▶ **GIVEN PROBLEM**
Print the listing below exactly.

▶ **INPUT ROWS**
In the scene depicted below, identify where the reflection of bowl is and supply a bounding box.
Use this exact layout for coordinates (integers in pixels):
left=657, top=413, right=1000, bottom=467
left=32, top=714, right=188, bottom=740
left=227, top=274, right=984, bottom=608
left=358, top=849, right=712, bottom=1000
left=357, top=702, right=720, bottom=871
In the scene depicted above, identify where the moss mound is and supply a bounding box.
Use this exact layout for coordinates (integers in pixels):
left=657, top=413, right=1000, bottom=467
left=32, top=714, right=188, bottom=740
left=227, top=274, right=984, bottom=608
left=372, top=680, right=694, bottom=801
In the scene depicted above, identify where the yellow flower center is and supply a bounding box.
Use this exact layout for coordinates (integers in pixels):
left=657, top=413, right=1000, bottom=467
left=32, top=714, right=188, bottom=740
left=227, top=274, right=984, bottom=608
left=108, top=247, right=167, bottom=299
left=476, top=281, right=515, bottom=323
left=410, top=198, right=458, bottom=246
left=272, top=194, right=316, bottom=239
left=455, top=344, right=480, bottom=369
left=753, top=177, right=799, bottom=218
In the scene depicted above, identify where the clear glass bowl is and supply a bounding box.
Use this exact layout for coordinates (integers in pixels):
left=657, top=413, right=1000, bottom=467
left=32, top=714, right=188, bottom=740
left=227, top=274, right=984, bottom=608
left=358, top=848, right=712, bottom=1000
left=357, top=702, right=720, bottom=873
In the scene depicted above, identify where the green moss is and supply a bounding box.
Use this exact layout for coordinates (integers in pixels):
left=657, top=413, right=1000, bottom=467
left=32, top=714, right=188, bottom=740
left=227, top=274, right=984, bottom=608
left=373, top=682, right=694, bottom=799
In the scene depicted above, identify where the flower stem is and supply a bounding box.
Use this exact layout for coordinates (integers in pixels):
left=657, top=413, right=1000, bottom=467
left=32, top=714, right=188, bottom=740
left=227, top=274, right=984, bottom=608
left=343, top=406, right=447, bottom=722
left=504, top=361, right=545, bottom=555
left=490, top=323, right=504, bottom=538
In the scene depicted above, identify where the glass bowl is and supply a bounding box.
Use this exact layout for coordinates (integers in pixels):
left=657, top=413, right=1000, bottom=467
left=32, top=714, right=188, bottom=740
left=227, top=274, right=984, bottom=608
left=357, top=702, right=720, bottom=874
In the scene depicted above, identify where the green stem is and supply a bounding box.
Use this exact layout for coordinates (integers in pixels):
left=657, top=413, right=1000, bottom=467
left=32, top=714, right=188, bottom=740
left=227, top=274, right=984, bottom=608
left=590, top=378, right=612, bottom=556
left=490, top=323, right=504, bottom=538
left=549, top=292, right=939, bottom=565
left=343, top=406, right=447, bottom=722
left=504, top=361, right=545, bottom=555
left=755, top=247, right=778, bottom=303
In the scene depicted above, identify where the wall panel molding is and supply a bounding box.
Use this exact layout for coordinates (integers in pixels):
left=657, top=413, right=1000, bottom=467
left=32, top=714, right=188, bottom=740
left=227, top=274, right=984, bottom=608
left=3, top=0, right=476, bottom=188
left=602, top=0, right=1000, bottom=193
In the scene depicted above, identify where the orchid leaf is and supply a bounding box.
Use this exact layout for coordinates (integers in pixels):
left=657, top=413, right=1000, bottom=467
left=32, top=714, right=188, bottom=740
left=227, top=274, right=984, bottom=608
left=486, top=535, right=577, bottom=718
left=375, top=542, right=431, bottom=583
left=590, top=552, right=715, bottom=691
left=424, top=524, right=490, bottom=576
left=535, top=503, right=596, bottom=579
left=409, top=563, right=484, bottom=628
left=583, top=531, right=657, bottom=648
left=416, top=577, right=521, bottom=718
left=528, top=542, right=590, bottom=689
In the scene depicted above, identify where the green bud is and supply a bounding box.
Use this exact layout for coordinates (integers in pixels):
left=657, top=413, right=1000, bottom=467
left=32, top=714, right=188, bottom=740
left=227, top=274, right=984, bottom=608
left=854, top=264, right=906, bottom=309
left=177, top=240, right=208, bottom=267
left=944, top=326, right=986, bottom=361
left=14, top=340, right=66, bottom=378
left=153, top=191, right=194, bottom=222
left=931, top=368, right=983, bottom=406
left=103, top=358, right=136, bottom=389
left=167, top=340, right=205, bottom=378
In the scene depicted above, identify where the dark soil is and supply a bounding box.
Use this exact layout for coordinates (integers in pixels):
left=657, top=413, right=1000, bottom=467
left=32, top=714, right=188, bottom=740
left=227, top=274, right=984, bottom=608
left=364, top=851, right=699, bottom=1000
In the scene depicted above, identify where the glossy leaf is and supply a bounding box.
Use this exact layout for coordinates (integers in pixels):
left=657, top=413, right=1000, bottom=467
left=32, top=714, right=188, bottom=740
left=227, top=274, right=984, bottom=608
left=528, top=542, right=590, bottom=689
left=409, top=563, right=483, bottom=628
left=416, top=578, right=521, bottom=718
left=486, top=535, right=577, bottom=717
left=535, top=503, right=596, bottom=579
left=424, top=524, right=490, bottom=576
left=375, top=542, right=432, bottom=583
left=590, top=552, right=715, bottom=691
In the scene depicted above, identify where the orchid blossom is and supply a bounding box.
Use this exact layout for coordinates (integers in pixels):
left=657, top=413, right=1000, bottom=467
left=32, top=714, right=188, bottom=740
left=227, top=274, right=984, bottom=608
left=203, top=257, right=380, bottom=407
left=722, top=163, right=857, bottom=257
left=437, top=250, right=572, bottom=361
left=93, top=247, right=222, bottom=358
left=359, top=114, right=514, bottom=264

▶ **ANSWER TO THIS EXERCISE**
In the scene depicted below, identify where the reflection of bowl is and supply a bounding box.
Use this exact layout for coordinates (integers in pixels):
left=657, top=413, right=1000, bottom=467
left=32, top=714, right=188, bottom=740
left=227, top=274, right=984, bottom=608
left=358, top=849, right=712, bottom=1000
left=357, top=702, right=720, bottom=871
In the scene depicted above, identify where the moss mound is and supply a bounding box.
Use this exact layout for coordinates (integers in pixels):
left=657, top=413, right=1000, bottom=467
left=32, top=714, right=188, bottom=740
left=227, top=274, right=984, bottom=608
left=372, top=680, right=694, bottom=801
In the scene depicted above, identify where the yellow flower center is and supply a bounding box.
Use this exact layout for coordinates (integers in pixels):
left=657, top=413, right=1000, bottom=467
left=32, top=714, right=188, bottom=740
left=227, top=274, right=984, bottom=608
left=108, top=247, right=167, bottom=299
left=476, top=281, right=515, bottom=323
left=410, top=198, right=458, bottom=246
left=272, top=194, right=316, bottom=239
left=455, top=344, right=480, bottom=369
left=753, top=177, right=799, bottom=218
In the scene depicted above, identify where the clear glass bowl is and supply a bounding box.
Use this exact layout for coordinates (integers in pixels):
left=657, top=413, right=1000, bottom=467
left=32, top=714, right=188, bottom=740
left=227, top=274, right=984, bottom=608
left=358, top=848, right=712, bottom=1000
left=357, top=702, right=720, bottom=873
In the scene depicted above, identify where the green moss is and supply a bounding box.
Use this exact layout for coordinates (integers in pixels):
left=657, top=413, right=1000, bottom=467
left=32, top=714, right=188, bottom=740
left=227, top=274, right=984, bottom=608
left=373, top=682, right=694, bottom=799
In the scene depicted above, identify where the flower stem is and supply a bounding box.
Use this exact layout for coordinates (integers in pixels):
left=657, top=413, right=1000, bottom=467
left=32, top=714, right=188, bottom=740
left=227, top=274, right=984, bottom=608
left=343, top=406, right=447, bottom=722
left=504, top=361, right=545, bottom=555
left=490, top=323, right=504, bottom=538
In the scene depicted above, identify where the glass bowl is and supply a bounding box.
Use this exact layout for coordinates (integers in pixels):
left=657, top=413, right=1000, bottom=467
left=32, top=714, right=188, bottom=740
left=227, top=274, right=984, bottom=608
left=357, top=702, right=720, bottom=874
In the scene depicted above, identify where the green stem is and supply a bounding box.
Use this exact layout for coordinates (integers in pixels):
left=657, top=413, right=1000, bottom=467
left=32, top=714, right=188, bottom=740
left=227, top=274, right=984, bottom=608
left=590, top=378, right=612, bottom=556
left=490, top=323, right=504, bottom=538
left=549, top=292, right=939, bottom=565
left=343, top=406, right=447, bottom=722
left=504, top=361, right=545, bottom=555
left=755, top=247, right=778, bottom=303
In the scene depicted above, identify where the wall panel molding is and supply a bounding box.
Use this exact layout for coordinates (integers in pixels):
left=657, top=413, right=1000, bottom=467
left=32, top=714, right=188, bottom=740
left=227, top=274, right=984, bottom=608
left=3, top=0, right=476, bottom=188
left=602, top=0, right=1000, bottom=193
In the scene depicted above, identify where the orchid leaf is and supply a bounding box.
Use this exact layout for coordinates (integers in pixels):
left=657, top=413, right=1000, bottom=467
left=32, top=714, right=188, bottom=740
left=227, top=274, right=984, bottom=608
left=486, top=535, right=577, bottom=718
left=375, top=542, right=431, bottom=583
left=590, top=552, right=715, bottom=691
left=424, top=524, right=490, bottom=576
left=535, top=503, right=596, bottom=579
left=409, top=563, right=484, bottom=628
left=583, top=531, right=657, bottom=648
left=416, top=577, right=521, bottom=718
left=528, top=542, right=590, bottom=689
In the scene depicted above, identify where the green bud is and supply a bounding box.
Use this exact layout for coordinates (integers in pixels):
left=657, top=413, right=1000, bottom=467
left=32, top=714, right=188, bottom=740
left=227, top=274, right=984, bottom=608
left=854, top=264, right=906, bottom=309
left=177, top=240, right=208, bottom=267
left=944, top=326, right=986, bottom=361
left=14, top=340, right=66, bottom=378
left=153, top=191, right=194, bottom=222
left=931, top=368, right=983, bottom=406
left=103, top=358, right=136, bottom=389
left=167, top=340, right=205, bottom=378
In the scene depicted above, identify where the dark soil is and supply a bounding box.
Use this exact layout for coordinates (integers in pixels):
left=657, top=413, right=1000, bottom=467
left=32, top=714, right=188, bottom=740
left=227, top=274, right=984, bottom=608
left=364, top=851, right=699, bottom=1000
In the scene depicted above, identify where the glossy leaf is and supply a bounding box.
Use this exact layout for coordinates (integers in pixels):
left=657, top=413, right=1000, bottom=467
left=32, top=714, right=188, bottom=740
left=227, top=274, right=984, bottom=608
left=528, top=542, right=590, bottom=689
left=409, top=563, right=483, bottom=628
left=416, top=578, right=521, bottom=718
left=486, top=535, right=577, bottom=717
left=535, top=503, right=596, bottom=579
left=424, top=524, right=490, bottom=576
left=375, top=542, right=432, bottom=583
left=590, top=552, right=715, bottom=691
In the scene depicted above, identify where the orchid blossom is and supply a bounding box.
Use this exact layout for coordinates (integers in pixels):
left=657, top=413, right=1000, bottom=467
left=32, top=714, right=188, bottom=740
left=227, top=274, right=984, bottom=608
left=203, top=257, right=380, bottom=407
left=722, top=163, right=857, bottom=257
left=437, top=250, right=572, bottom=361
left=93, top=247, right=222, bottom=358
left=359, top=114, right=514, bottom=264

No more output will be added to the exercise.